Zu erledigende Aufgaben:
1. Gib an, welches Wirtschaftswachstum China laut dem Text über die Weltgemeinschaft nach Covid-19 im dritten Quartal 2020 erreichte.
2. Knüpfe an das Ende des Textes über die Weltgemeinschaft nach Covid-19 an und schreibe ihn weiter.

Text zur Analyse:

►

Die Weltgemeinschaft nach Covid-19:
Eine neue Epoche der Menschheitsgeschichte!

Von Helga Zepp-LaRouche

Die Frage, die jeden denkenden Menschen beschäftigen sollte, ist die, wie die Weltgemeinschaft die Lehren aus der Erfahrung der Covid-19-Pandemie ziehen kann, und wie wir sicher stellen können, daß wir nie wieder so unvorbereitet von einer neuen, jederzeit möglichen Pandemie getroffen werden. Es sollte für jeden eine existentielle Frage sein, was wir ändern müssen, um Unterentwicklung und Armut zu überwinden, die jetzt viele Hunderte Millionen Menschen durch eine Hungerkatastrophe und die Pandemie bedrohen.

Es sind sich auch eine ganze Reihe von vernünftigen Menschen, darunter durchaus auch Ökonomen, einig, daß viele asiatische Staaten nicht nur die Pandemie viel besser eindämmen konnten als der Westen, sondern insbesondere China auch bereits im dritten Quartal 2020 schon wieder ein Wirtschaftswachstum von 4,9 Prozent erreichen konnte, während die USA und die europäischen Staaten einen Rückgang von um die zehn Prozent zu verzeichnen hatten. Der Motor für die Weltwirtschaft liegt klar in Asien, vor allem, nachdem am 15. November 15 asiatische Nationen, die ungefähr ein Drittel der Weltbevölkerung und der globalen wirtschaftlichen Produktion repräsentieren, nach acht Jahren Verhandlung mit der Unterzeichnung der Regionalen Umfassenden Wirtschaftspartnerschaft (Regional Comprenhensive Economic Partnership RCEP) einen beachtlichen Durchbruch erzielt haben. Die RCEP ist nicht zuletzt ein Erfolg für China, insofern es US-Außenminister Pompeo nicht gelungen ist, die Länder Asiens von der Kooperation mit China abzubringen.

◄

Datenauszug:
►

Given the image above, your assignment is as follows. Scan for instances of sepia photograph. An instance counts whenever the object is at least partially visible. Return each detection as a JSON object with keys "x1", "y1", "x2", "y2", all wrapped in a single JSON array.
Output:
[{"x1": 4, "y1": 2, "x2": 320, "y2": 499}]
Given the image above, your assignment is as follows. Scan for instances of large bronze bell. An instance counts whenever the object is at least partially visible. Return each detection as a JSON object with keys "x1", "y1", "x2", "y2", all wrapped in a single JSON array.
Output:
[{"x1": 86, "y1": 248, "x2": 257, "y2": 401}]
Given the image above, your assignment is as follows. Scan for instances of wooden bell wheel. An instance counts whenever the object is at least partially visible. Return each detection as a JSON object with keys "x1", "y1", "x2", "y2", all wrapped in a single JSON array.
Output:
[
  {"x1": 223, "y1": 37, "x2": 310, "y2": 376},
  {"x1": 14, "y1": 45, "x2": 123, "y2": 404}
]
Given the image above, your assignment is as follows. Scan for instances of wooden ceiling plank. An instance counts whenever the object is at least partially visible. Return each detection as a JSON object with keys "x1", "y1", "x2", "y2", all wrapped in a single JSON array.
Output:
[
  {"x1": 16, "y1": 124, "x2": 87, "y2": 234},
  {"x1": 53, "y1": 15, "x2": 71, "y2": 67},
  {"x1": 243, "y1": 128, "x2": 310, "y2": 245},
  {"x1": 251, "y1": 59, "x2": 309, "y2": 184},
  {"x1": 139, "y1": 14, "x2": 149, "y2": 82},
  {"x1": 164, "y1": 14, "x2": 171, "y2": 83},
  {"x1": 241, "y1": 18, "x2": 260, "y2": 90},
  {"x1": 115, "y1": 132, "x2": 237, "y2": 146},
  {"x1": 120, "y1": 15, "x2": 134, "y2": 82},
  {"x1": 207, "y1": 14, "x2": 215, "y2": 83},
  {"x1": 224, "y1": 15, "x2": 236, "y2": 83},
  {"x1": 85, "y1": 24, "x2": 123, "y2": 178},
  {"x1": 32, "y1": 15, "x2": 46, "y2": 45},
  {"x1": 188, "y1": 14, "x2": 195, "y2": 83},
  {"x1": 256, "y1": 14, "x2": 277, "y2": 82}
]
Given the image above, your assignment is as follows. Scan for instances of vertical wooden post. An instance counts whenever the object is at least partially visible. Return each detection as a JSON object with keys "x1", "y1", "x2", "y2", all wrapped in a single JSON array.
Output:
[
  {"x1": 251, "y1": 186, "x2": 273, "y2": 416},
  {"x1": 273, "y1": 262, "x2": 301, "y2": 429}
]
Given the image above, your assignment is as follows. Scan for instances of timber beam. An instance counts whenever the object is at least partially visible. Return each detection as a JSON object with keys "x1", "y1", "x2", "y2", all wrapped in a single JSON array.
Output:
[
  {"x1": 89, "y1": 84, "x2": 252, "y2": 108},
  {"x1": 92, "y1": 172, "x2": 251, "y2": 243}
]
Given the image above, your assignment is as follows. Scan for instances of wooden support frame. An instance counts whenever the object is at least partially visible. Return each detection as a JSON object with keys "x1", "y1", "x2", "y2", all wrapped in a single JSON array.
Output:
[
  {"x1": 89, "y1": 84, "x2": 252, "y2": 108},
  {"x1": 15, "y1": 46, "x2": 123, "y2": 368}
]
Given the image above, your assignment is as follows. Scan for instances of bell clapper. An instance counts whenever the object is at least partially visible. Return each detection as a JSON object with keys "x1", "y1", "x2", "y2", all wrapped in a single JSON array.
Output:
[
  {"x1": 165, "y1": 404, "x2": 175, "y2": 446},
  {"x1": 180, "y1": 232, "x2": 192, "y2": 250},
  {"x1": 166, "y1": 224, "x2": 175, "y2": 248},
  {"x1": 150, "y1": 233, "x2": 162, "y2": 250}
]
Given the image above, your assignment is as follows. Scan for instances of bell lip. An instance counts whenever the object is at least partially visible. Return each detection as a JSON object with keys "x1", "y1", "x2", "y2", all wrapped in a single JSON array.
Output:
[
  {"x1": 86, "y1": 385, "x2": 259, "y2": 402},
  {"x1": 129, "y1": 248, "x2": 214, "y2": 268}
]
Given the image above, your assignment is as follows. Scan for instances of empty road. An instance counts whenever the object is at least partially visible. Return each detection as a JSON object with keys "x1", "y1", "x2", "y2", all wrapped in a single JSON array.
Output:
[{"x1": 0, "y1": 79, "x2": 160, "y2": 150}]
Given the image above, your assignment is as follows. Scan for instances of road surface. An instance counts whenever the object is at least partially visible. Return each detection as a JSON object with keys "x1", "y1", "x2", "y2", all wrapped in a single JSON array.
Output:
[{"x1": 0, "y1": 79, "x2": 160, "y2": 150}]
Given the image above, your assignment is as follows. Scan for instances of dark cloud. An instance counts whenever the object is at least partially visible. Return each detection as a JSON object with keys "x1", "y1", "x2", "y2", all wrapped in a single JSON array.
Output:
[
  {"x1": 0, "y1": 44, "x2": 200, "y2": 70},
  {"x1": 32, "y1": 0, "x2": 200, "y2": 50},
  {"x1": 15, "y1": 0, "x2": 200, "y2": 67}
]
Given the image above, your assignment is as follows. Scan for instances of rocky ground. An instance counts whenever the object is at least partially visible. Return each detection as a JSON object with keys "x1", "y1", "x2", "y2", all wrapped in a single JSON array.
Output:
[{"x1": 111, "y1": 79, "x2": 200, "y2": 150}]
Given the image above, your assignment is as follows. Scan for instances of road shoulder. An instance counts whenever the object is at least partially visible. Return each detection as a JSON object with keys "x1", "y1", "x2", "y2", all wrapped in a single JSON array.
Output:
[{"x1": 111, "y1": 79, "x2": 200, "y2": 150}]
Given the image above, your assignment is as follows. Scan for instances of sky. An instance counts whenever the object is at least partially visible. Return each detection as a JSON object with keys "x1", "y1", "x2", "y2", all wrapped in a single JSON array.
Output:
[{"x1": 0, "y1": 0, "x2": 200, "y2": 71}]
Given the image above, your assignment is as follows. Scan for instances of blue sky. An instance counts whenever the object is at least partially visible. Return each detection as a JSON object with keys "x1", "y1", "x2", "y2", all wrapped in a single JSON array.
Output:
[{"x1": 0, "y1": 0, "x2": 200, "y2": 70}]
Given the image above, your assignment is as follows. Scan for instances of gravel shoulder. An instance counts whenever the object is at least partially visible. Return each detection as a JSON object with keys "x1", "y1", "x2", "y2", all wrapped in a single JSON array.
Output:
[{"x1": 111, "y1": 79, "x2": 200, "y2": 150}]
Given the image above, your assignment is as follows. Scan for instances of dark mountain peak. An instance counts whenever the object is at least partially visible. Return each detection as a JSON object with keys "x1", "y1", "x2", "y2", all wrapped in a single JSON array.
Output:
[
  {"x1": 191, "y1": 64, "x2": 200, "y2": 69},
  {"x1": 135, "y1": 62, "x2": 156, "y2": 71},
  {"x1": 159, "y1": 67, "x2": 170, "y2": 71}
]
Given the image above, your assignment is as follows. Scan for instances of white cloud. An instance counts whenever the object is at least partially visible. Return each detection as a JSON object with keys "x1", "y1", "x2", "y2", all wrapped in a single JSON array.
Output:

◄

Ergebnisse in Reihenfolge:
1. 4,9 Prozent

2.
Der italienische Ökonom und ehemalige Staatssekretär im Wirtschaftsministerium Michele Geraci erkannte und erläuterte sofort die wirtschaftlichen Vorteile, die sich für europäische Firmen ergeben, wenn sie z.B. in einem Mitgliedsland der RCEP investieren und dann in einem Dreieckshandel zollfrei in die anderen 14 RCEP- Staaten exportieren können: Europäische Firmen können so an der größten Wachstumszone der Welt partizipieren. Dies gilt natürlich emphatisch auch für deutsche Firmen, für die expandierende Märkte essentiell sind.

Aber diese Erkenntnis muß sich in Deutschland erst noch einstellen.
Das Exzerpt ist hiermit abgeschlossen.